# [Objective]
Your task is to return the line containing "TARGET = gray knit beanie" plus every line after it, exactly and with nothing added.

# [Provided material]
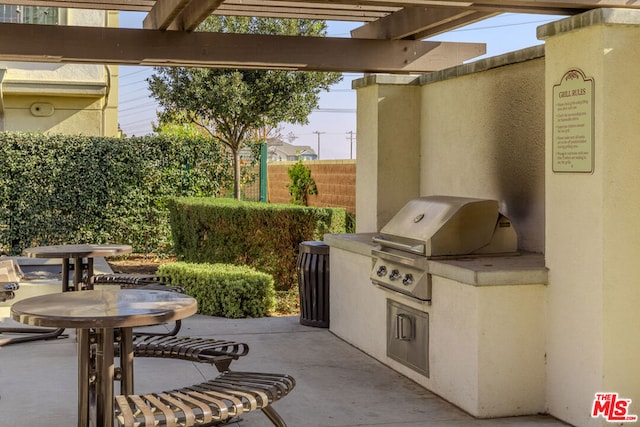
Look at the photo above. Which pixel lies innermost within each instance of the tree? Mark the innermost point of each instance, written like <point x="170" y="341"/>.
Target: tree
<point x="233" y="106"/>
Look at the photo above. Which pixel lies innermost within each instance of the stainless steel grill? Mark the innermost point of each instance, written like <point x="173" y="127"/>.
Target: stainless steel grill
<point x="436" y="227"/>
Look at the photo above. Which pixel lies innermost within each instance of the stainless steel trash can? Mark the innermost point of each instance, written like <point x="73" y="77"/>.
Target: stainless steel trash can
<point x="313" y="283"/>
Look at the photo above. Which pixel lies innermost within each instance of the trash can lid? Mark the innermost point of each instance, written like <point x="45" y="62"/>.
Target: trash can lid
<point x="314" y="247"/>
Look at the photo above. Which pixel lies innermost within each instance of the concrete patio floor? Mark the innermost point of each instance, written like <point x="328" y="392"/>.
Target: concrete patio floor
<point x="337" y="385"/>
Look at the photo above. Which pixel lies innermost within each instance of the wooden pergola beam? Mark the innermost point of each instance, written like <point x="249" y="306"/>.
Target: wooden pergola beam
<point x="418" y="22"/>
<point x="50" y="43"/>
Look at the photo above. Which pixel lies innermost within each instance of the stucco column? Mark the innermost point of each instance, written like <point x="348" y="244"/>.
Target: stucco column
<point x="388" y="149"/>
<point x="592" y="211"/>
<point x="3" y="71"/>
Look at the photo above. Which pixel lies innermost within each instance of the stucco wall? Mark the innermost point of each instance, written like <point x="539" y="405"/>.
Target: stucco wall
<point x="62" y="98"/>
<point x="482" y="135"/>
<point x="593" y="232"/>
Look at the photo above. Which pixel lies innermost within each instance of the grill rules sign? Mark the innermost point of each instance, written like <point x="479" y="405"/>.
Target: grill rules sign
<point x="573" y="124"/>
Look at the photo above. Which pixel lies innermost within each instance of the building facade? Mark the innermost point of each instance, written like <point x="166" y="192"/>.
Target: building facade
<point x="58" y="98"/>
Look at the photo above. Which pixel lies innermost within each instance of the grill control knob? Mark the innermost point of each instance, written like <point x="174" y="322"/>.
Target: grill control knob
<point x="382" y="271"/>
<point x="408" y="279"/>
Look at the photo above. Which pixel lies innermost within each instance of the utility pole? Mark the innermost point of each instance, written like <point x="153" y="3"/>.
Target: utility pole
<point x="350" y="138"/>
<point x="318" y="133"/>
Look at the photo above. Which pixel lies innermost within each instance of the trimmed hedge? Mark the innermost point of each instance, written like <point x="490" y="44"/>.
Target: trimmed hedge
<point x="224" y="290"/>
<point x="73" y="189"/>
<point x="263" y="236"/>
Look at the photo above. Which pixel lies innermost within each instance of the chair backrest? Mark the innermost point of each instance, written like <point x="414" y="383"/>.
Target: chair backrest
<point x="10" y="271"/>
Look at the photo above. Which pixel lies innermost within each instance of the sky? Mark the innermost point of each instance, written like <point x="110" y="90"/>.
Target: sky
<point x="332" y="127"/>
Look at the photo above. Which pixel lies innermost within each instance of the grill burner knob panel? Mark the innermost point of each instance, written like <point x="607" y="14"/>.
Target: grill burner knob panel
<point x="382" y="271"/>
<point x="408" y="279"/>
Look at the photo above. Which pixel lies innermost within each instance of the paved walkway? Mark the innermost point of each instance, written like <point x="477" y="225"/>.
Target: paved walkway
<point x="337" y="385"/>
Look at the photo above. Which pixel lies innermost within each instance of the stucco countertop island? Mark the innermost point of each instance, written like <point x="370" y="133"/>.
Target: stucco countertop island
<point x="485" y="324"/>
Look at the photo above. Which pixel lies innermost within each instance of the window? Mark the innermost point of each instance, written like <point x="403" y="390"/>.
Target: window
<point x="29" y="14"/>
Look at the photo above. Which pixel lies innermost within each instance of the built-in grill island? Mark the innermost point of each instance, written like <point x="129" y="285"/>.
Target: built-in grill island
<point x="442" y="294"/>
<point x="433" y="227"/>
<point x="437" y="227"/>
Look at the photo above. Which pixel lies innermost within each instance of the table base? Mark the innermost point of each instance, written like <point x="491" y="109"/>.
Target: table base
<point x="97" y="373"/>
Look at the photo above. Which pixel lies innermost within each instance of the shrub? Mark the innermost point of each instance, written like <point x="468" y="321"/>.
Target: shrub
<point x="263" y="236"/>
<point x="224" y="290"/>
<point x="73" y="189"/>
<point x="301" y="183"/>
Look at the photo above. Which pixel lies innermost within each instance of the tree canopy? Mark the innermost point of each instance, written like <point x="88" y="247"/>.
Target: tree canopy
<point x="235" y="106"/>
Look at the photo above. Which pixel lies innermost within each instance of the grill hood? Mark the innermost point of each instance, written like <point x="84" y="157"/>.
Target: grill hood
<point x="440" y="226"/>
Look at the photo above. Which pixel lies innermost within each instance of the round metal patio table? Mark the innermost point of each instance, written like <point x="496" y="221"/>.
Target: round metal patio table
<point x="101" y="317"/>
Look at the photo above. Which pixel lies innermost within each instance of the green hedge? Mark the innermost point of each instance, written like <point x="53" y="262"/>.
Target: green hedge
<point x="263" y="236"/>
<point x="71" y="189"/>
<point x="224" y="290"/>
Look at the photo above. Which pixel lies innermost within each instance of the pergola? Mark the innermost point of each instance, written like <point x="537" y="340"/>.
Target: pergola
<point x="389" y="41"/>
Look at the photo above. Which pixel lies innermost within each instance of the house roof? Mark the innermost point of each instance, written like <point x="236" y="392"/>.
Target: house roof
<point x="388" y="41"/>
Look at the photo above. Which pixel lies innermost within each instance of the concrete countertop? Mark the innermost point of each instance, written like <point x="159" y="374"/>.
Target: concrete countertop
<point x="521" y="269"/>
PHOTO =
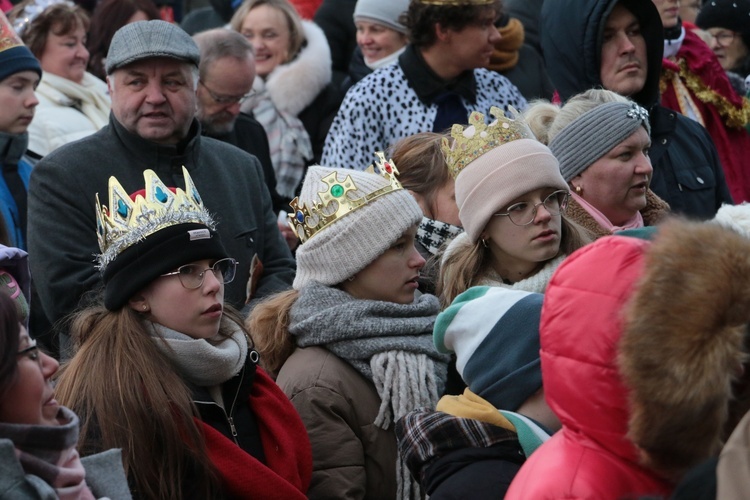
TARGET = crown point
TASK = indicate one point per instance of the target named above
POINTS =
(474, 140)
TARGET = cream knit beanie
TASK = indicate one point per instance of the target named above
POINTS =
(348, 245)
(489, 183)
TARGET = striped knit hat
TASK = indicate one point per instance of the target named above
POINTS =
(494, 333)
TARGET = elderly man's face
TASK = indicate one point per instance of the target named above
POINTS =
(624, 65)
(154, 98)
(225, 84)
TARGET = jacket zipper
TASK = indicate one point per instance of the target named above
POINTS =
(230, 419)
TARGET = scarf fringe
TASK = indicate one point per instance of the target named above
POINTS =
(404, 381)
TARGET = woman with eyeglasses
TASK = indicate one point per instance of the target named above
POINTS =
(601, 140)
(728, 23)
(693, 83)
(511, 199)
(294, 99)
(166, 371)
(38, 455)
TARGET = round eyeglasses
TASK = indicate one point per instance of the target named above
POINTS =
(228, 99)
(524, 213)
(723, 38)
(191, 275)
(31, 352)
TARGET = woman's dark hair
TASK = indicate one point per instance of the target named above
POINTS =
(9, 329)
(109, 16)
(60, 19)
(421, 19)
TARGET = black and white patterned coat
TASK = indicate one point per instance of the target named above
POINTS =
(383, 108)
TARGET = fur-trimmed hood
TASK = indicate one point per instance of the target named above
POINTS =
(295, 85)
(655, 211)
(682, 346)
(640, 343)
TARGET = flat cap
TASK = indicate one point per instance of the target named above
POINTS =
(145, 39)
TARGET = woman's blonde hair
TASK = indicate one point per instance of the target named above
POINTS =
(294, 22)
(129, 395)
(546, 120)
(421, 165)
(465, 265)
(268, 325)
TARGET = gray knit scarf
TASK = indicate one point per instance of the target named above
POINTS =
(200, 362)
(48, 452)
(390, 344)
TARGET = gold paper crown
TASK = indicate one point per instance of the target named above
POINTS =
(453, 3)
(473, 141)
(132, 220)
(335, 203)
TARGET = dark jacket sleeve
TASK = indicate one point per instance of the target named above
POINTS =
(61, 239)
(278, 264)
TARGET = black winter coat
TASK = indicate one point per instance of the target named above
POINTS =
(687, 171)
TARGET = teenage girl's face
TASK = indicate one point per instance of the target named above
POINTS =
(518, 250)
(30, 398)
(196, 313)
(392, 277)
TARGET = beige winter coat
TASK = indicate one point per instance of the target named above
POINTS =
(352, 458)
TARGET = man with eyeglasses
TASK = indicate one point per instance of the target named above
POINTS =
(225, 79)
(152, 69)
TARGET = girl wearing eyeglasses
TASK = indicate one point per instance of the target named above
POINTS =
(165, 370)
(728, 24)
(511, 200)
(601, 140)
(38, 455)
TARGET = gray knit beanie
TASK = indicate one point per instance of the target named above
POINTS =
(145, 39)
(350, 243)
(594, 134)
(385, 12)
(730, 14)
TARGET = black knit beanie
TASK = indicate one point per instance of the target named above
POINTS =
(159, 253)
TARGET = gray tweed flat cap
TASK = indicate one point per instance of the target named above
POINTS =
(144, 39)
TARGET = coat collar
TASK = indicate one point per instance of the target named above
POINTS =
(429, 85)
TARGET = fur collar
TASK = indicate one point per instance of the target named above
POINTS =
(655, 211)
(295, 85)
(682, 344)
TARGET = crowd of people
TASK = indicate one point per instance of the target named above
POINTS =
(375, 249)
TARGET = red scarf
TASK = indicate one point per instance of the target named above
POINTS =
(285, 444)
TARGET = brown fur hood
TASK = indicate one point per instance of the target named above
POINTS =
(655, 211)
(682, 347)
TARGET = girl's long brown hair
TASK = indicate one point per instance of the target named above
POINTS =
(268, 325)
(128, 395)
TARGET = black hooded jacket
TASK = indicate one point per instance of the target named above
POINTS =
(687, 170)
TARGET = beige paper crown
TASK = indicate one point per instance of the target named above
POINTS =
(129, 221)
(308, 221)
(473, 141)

# [Solution for this task]
TARGET = gray knit beanie
TASK = indicate one point per instance of the target named above
POINTS =
(145, 39)
(350, 243)
(594, 134)
(385, 12)
(730, 14)
TARGET = black knit beanie
TASK = indicate one point per instance of the target named above
POINTS =
(159, 253)
TARGET = gray tweed flat cap
TASK = indicate one point per instance of the target named above
POINTS =
(144, 39)
TARGET = coat collar
TASK = indicate one point per instance of the target named above
POINTS =
(429, 85)
TARGET = fur collar
TASK = indicate one point per instance of the target named above
POINTS =
(655, 211)
(295, 85)
(682, 344)
TARGET = crowd of people
TASK = indicate one point per instance of the target named above
POINTS =
(375, 249)
TARGET = red scarf
TASK = indicate one point per instance of the target named above
POINTS =
(285, 444)
TARGET = brown fur hood
TASK = indicate one point per instance of the target named above
POINTS =
(655, 211)
(682, 347)
TARGET = girl's long brown hair
TASK = indicate one point per instance of the target named above
POINTS =
(268, 325)
(128, 395)
TARGET = black hooded jacket
TASK = indicate one point per instance of the target named above
POINTS =
(687, 170)
TARGET = beige paper crown
TASK = indicate one point per instance of the target named above
POINTS =
(129, 221)
(308, 221)
(473, 141)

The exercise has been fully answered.